◆ **Short task 1**:
In the records below, substitute "place a point on" for "put a marker on" everywhere it occurs, and leave every other character unchanged. Cover the records starting with the first line and going on through the line with "[(265, 487), (800, 475)]", both included, and leave the pictures out of your answer.

======== Reading passage ========

So, why did SUNW do that? As hinted by Jonathan Schwartz:

the number of people who know Java swamps the number of people who know Sun

Hum, Jonathan, you might want to review the methodology that has been used for this survey. Specifically, who did you ask? Middleware developers, CIO and Gartner Analysts? Or did you ask the “under-50-years-old-housewives” group? Because if you asked the former groups, I bet you got a one-to-one match between Java and Sun. Now, if you asked the later category, I am pretty certain they didn’t know much about Java in the first place, except maybe if they are the proud owner of a Starbucks “frequent drinker” Card. But, do you really really care to educate that group of people at the cost of upsetting your ecosystem? If you really really want to leverage the Java brand, rename “Sun Microsystems” to “Java Microsystems”. You own that brand, so do something real that justifies breaking this subtle equilibrium you’ve built over the years, not a quick-and-dirty something under the carpet.

========

◆ **Short task 2**:
From the post on Sun and the Java brand, quote word for word the part starting with "Hum, Jonathan, you" and going on through "under the carpet.".

======== Record excerpts ========

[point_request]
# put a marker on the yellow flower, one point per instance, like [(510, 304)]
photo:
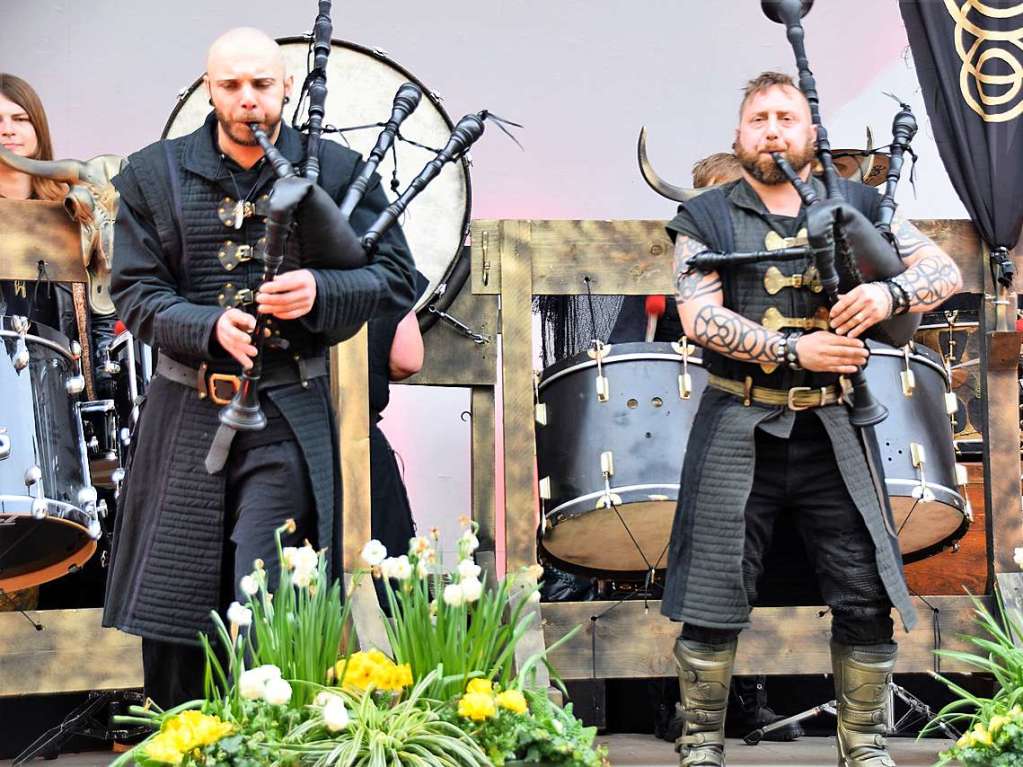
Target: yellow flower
[(477, 706), (373, 669), (514, 701), (981, 735), (163, 749), (996, 723), (480, 685)]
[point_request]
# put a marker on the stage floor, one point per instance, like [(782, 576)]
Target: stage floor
[(646, 751)]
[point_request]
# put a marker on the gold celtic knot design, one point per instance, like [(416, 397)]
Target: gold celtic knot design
[(996, 95)]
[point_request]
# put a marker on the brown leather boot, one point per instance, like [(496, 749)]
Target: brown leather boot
[(862, 674), (704, 676)]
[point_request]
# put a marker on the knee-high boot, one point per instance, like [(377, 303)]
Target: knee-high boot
[(861, 677), (704, 676)]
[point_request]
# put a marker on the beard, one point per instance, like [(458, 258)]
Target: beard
[(762, 167), (239, 133)]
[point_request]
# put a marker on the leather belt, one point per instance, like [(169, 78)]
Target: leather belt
[(797, 398), (221, 388)]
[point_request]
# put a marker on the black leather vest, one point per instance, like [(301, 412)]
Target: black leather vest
[(783, 296)]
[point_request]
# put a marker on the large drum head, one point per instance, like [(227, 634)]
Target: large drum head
[(361, 84)]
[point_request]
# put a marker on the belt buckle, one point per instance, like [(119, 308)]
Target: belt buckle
[(215, 378), (792, 402)]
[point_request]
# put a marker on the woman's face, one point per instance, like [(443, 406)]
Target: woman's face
[(16, 132)]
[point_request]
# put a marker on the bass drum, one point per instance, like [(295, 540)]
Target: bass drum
[(611, 440), (49, 517), (361, 84), (925, 485)]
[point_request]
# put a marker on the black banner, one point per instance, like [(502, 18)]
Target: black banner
[(969, 57)]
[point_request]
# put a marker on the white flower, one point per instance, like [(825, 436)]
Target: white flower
[(398, 568), (277, 691), (287, 555), (239, 616), (470, 540), (251, 684), (336, 715), (472, 589), (373, 553), (453, 595), (469, 569), (249, 585), (418, 545)]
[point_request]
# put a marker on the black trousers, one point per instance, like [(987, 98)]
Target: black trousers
[(265, 487), (800, 475)]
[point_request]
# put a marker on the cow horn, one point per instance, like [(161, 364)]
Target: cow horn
[(662, 187), (68, 171)]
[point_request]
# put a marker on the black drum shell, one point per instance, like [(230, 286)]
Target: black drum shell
[(643, 424)]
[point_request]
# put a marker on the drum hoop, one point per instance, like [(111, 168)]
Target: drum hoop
[(454, 276), (598, 493), (620, 358), (960, 502), (41, 341)]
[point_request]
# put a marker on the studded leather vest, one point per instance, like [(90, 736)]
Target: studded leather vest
[(783, 296)]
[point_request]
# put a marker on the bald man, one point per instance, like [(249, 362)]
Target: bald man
[(187, 272)]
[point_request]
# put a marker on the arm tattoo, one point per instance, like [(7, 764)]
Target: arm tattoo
[(690, 282), (930, 280), (907, 236), (734, 335)]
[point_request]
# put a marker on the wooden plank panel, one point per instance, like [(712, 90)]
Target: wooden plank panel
[(483, 467), (633, 641), (520, 440), (453, 359), (634, 257), (72, 653), (34, 230), (350, 387)]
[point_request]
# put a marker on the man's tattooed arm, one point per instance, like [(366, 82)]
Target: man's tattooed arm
[(932, 276), (707, 321)]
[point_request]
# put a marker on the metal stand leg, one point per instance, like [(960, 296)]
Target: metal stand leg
[(83, 721), (919, 712), (757, 735)]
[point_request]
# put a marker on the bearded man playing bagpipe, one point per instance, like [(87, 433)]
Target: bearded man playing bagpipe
[(772, 432), (190, 241)]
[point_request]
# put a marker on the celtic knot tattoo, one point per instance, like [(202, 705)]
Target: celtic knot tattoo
[(930, 280), (734, 335), (690, 282)]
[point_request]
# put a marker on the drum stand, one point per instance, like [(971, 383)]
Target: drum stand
[(918, 712), (83, 721)]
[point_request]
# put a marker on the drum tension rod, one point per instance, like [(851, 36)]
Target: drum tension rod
[(476, 335)]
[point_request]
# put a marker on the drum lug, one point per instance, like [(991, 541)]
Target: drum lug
[(923, 491), (908, 377), (21, 359), (541, 413)]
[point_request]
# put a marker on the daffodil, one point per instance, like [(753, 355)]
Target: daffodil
[(513, 700), (477, 706)]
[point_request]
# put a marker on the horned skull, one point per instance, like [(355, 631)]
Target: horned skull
[(92, 204)]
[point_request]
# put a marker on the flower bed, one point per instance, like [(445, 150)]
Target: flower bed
[(291, 693)]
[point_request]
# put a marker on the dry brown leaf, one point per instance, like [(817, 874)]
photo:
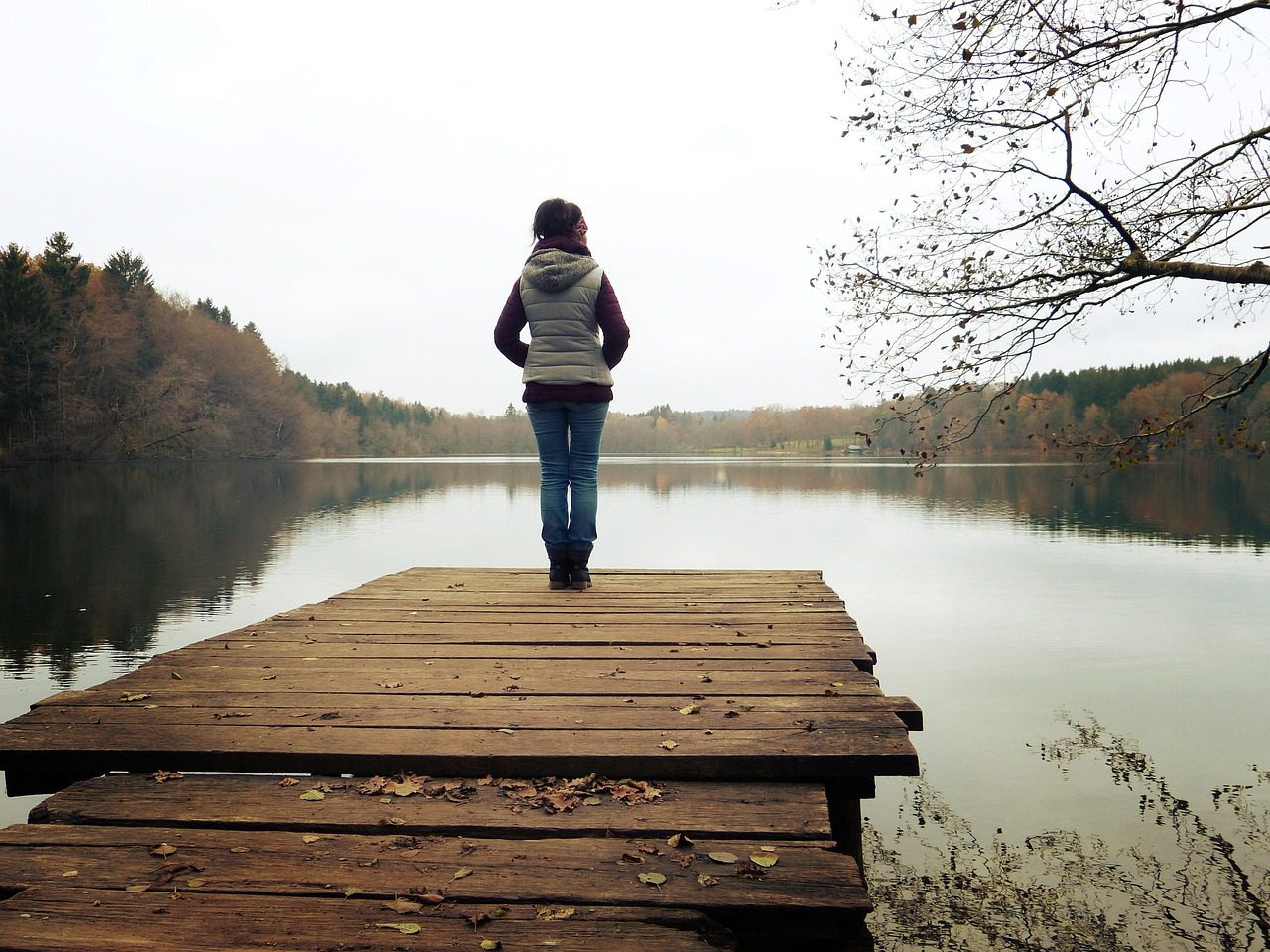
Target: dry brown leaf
[(403, 906), (554, 914), (404, 928)]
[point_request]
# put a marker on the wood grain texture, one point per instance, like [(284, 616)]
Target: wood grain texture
[(60, 919), (790, 811), (748, 675), (593, 871)]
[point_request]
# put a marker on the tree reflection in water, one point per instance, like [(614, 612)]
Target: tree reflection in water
[(1196, 878)]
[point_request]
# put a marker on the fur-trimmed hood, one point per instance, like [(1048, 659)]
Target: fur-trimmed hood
[(556, 270)]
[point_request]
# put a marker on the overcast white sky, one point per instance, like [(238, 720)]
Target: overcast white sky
[(358, 179)]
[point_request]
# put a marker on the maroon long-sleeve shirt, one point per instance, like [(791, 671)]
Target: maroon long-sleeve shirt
[(608, 315)]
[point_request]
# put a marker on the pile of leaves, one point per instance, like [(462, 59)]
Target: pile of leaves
[(550, 793)]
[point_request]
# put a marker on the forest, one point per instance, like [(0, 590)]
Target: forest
[(98, 365)]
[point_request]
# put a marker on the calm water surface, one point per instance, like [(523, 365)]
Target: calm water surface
[(997, 597)]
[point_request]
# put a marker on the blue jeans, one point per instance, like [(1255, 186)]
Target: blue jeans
[(568, 434)]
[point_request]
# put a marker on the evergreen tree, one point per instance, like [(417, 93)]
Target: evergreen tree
[(66, 272), (128, 273), (26, 331)]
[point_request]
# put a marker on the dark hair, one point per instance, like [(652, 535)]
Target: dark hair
[(556, 217)]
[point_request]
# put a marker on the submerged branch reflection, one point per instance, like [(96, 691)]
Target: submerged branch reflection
[(1193, 879)]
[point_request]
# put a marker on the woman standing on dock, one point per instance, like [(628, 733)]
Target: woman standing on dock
[(568, 301)]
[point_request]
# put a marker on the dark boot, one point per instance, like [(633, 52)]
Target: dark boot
[(579, 575), (558, 572)]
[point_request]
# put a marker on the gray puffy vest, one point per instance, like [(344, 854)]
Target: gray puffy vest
[(564, 335)]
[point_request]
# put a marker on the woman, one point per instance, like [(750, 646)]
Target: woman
[(568, 301)]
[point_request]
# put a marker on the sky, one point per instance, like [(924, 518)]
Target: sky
[(358, 180)]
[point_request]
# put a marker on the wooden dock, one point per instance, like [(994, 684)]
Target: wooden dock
[(667, 761)]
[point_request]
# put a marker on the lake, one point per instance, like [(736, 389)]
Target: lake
[(1091, 654)]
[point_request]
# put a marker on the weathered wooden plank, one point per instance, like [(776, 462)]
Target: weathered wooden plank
[(574, 612), (816, 754), (592, 871), (240, 651), (594, 598), (371, 662), (705, 714), (571, 633), (486, 708), (437, 680), (60, 919), (790, 811), (780, 576)]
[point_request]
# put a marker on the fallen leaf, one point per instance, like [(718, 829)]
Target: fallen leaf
[(404, 928), (404, 906), (405, 787), (549, 914)]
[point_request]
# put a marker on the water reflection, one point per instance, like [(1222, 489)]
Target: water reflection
[(94, 555), (1164, 874)]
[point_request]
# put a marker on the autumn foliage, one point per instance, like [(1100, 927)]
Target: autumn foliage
[(96, 365)]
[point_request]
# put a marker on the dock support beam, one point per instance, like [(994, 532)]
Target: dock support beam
[(846, 819)]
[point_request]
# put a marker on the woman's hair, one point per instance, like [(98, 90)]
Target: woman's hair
[(556, 217)]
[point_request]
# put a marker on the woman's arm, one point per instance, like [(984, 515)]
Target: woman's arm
[(608, 315), (511, 322)]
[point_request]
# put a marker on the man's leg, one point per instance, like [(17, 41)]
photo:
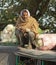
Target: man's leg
[(32, 39)]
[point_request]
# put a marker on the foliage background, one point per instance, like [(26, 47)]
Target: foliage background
[(43, 10)]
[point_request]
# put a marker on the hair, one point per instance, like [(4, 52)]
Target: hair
[(25, 10)]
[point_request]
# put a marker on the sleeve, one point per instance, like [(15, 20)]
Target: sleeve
[(35, 27), (17, 23)]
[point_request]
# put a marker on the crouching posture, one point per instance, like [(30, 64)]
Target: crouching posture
[(26, 29)]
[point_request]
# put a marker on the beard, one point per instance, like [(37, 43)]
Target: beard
[(23, 19)]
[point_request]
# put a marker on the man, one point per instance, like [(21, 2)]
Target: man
[(26, 28)]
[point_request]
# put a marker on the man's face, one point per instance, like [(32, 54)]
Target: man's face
[(25, 15)]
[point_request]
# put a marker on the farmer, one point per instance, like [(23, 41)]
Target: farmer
[(26, 28)]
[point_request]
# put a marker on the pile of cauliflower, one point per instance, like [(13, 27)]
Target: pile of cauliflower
[(8, 34)]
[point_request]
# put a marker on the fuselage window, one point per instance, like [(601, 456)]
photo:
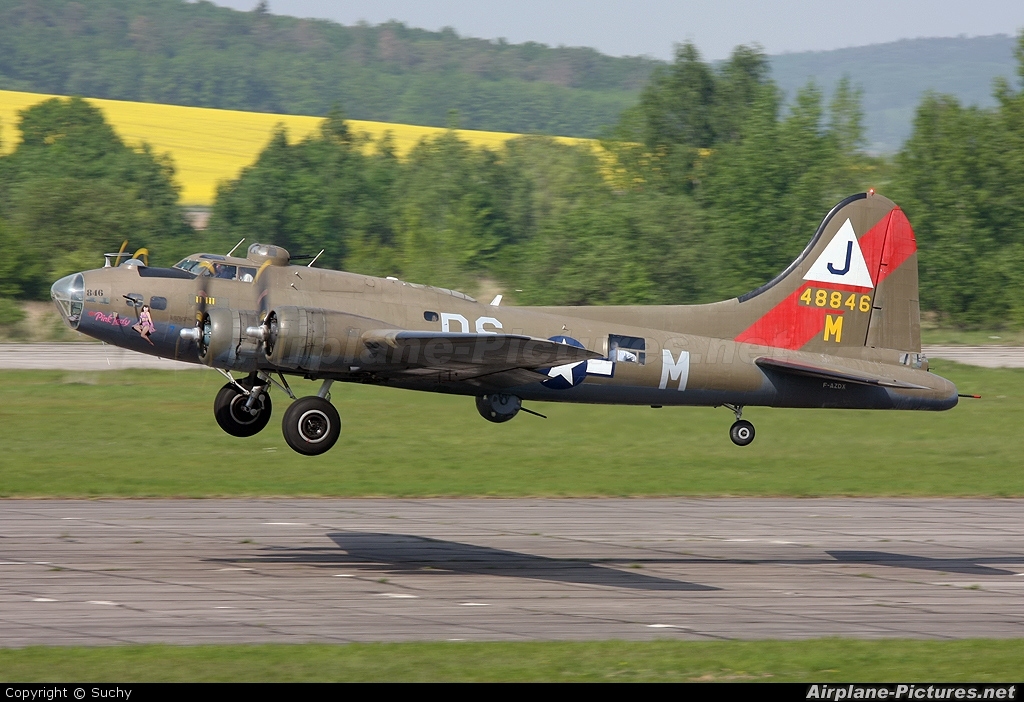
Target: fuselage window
[(627, 349)]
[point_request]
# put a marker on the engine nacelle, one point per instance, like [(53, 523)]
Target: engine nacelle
[(222, 341), (315, 340)]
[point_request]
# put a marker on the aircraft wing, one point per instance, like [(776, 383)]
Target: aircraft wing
[(836, 374), (472, 354)]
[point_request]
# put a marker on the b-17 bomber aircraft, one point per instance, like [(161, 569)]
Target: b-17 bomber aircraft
[(840, 327)]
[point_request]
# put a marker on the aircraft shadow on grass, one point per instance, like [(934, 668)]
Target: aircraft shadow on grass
[(406, 553)]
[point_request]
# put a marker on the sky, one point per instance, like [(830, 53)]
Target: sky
[(652, 27)]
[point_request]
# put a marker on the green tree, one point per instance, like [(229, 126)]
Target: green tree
[(72, 189)]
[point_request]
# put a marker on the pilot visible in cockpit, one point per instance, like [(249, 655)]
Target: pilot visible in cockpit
[(221, 270)]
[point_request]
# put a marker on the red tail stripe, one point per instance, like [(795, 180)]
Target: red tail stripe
[(792, 325)]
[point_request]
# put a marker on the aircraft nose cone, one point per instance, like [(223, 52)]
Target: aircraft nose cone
[(69, 296)]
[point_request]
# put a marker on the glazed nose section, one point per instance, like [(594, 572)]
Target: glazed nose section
[(69, 296)]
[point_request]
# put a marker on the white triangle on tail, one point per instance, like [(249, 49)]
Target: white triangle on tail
[(842, 261)]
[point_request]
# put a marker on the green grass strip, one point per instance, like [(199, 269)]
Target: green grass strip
[(817, 660), (147, 433)]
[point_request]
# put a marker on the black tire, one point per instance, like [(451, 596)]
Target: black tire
[(498, 408), (311, 426), (741, 433), (229, 410)]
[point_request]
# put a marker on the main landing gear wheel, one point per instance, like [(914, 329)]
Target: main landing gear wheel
[(741, 432), (498, 407), (231, 412), (311, 426)]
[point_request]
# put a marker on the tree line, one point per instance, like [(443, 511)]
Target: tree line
[(705, 189)]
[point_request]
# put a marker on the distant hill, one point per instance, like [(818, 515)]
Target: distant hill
[(894, 76), (199, 54), (177, 52)]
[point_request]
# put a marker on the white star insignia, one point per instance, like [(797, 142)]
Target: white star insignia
[(564, 371)]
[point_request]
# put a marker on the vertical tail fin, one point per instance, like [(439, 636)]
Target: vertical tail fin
[(855, 284)]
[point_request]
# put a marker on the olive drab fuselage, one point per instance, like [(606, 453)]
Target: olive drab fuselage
[(839, 328)]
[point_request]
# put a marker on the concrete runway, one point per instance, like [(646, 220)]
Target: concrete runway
[(95, 356), (342, 570)]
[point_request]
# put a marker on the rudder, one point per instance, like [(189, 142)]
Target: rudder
[(855, 284)]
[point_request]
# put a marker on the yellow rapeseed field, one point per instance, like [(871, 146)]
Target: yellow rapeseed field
[(212, 145)]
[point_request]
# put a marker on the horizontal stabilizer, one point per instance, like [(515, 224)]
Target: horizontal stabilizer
[(837, 374)]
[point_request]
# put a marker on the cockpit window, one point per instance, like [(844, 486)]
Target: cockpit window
[(212, 268), (222, 270), (186, 264)]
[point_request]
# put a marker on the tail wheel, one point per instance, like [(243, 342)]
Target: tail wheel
[(232, 415), (498, 407), (311, 426), (741, 433)]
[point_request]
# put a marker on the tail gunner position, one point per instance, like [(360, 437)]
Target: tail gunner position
[(840, 327)]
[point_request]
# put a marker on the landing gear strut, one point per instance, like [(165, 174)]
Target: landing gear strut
[(741, 432), (242, 414), (311, 425)]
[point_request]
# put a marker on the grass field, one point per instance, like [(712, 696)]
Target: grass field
[(822, 660), (211, 145), (153, 434)]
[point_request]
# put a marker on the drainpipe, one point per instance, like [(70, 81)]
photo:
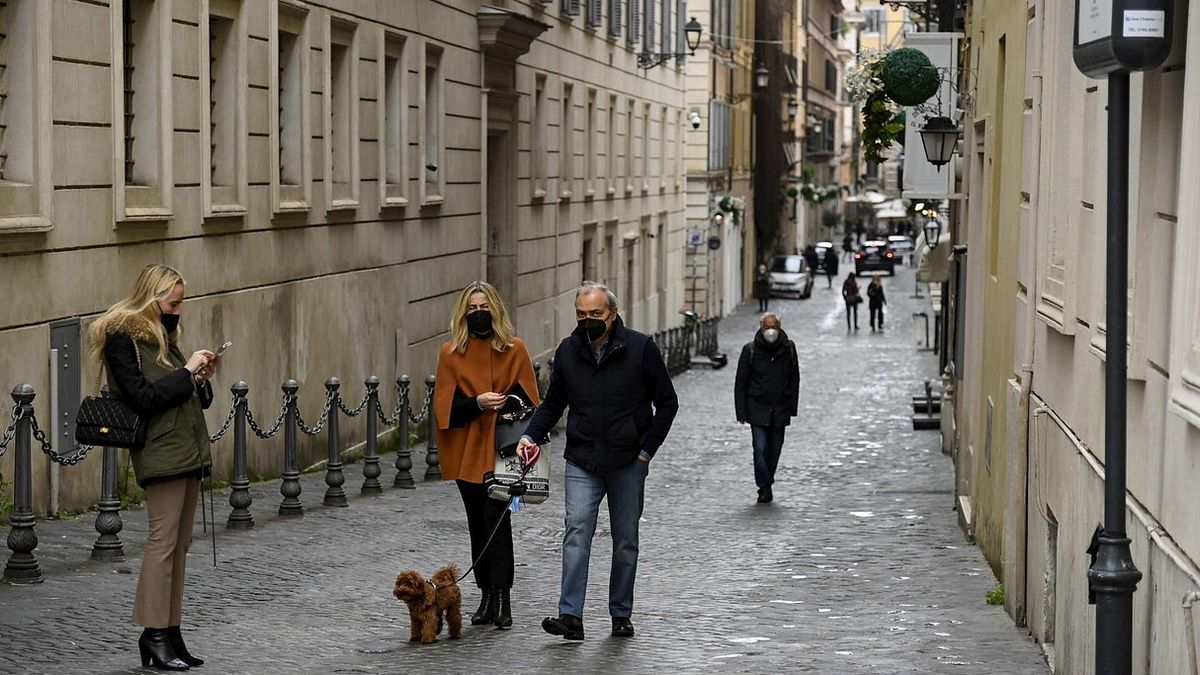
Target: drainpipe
[(1189, 622)]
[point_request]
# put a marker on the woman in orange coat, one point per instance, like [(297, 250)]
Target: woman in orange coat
[(478, 369)]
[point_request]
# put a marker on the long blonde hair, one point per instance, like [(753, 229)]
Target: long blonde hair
[(138, 314), (502, 326)]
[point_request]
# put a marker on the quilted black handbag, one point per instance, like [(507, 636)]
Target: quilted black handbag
[(109, 423)]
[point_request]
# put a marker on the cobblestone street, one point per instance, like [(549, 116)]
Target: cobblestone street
[(857, 567)]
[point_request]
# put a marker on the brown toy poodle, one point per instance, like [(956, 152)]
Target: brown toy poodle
[(429, 601)]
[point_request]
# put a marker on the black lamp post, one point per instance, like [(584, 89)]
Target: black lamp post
[(691, 31), (1107, 45), (940, 136)]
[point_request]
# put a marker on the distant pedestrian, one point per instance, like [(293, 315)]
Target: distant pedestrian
[(136, 344), (810, 258), (876, 299), (622, 404), (831, 266), (850, 293), (766, 395), (762, 287), (481, 364)]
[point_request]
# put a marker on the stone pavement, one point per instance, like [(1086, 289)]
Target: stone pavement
[(857, 567)]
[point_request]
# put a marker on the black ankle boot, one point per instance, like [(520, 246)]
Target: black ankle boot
[(177, 643), (486, 611), (156, 650), (503, 611)]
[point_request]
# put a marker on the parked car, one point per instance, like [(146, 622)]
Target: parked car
[(901, 245), (790, 275), (875, 256)]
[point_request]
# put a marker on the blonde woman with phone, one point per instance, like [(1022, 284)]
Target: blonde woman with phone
[(136, 342)]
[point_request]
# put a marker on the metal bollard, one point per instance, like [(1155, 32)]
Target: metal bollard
[(291, 487), (22, 566), (403, 453), (432, 470), (239, 488), (335, 495), (371, 470)]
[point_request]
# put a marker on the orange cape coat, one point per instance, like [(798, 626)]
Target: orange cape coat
[(468, 452)]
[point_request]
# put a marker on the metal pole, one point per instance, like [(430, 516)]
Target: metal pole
[(403, 453), (239, 488), (1113, 577), (432, 471), (335, 495), (371, 470), (291, 487), (22, 567)]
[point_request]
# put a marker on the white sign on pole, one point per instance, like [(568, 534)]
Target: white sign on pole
[(1095, 21), (1144, 23)]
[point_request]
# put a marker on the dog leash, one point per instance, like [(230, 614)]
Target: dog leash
[(527, 463)]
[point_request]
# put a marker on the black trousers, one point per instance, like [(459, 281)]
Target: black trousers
[(877, 311), (495, 571)]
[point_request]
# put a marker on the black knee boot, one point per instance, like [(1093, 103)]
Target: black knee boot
[(503, 611), (486, 611), (156, 650), (177, 643)]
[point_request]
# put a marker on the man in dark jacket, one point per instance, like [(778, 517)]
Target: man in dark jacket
[(622, 404), (766, 396)]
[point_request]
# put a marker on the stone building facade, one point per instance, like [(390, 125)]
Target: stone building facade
[(328, 177), (1027, 356)]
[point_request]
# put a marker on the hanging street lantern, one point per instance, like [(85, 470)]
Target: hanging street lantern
[(940, 136), (761, 77), (691, 31), (933, 232)]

========

◆ **Written reply 1**:
[point_request]
# place a point on the yellow flower, one point per instance, like [(510, 304)]
photo:
Target: yellow flower
[(477, 706), (373, 669), (514, 701), (981, 735), (163, 749), (996, 723), (480, 685)]
[point_request]
# place a point on the stage floor, one point per instance, like [(782, 576)]
Target: stage floor
[(646, 751)]
[point_request]
# place a point on the gold celtic knot design, one point per instance, like [(416, 397)]
Target: gold celtic knot design
[(996, 95)]
[point_request]
# place a point on the brown leather boot, one point per instance, like [(496, 749)]
Target: brown leather boot
[(862, 674), (704, 676)]
[point_request]
# place a point on the knee-high boot, one point per instance, like [(377, 303)]
Target: knee-high boot
[(861, 677), (704, 676)]
[point_request]
# place a point on the beard, one point per instance, like [(458, 258)]
Target: beard
[(762, 167), (239, 133)]
[point_request]
# place a point on the leather belt, one point per instance, like [(169, 78)]
Target: leather belt
[(797, 398), (221, 388)]
[point_request]
# place a point on the black leather vest, one point per instance, like [(301, 412)]
Target: black leather vest
[(783, 296)]
[point_request]
# place a point on the large drum head, one point per instance, like [(227, 634)]
Target: large drum head
[(361, 84)]
[point_request]
# place a point on the belt buckle, one point per instance, like [(119, 308)]
Target: belt buckle
[(215, 378), (792, 402)]
[point_request]
# place a point on the woman's face, one point per instance, like [(443, 406)]
Target: woman's face
[(16, 132)]
[point_request]
# place a point on the bass drum, one point per instance, like [(295, 540)]
Target: bass drum
[(611, 440), (49, 517), (361, 84), (925, 485)]
[point_request]
# place a point on the black banner, one point per instance, like [(502, 18)]
Target: black banner
[(969, 57)]
[point_request]
# place a point on the white flower, one point per instance, like [(825, 436)]
Target: white flower
[(398, 568), (277, 691), (287, 555), (239, 616), (470, 540), (251, 684), (336, 715), (472, 589), (373, 553), (453, 595), (469, 569), (249, 585), (418, 545)]
[point_request]
# place a point on the black trousers, one point per instance, like [(987, 98)]
Target: black trousers
[(265, 487), (800, 475)]

◆ **Written reply 2**:
Hum, Jonathan, you might want to review the methodology that has been used for this survey. Specifically, who did you ask? Middleware developers, CIO and Gartner Analysts? Or did you ask the “under-50-years-old-housewives” group? Because if you asked the former groups, I bet you got a one-to-one match between Java and Sun. Now, if you asked the later category, I am pretty certain they didn’t know much about Java in the first place, except maybe if they are the proud owner of a Starbucks “frequent drinker” Card. But, do you really really care to educate that group of people at the cost of upsetting your ecosystem? If you really really want to leverage the Java brand, rename “Sun Microsystems” to “Java Microsystems”. You own that brand, so do something real that justifies breaking this subtle equilibrium you’ve built over the years, not a quick-and-dirty something under the carpet.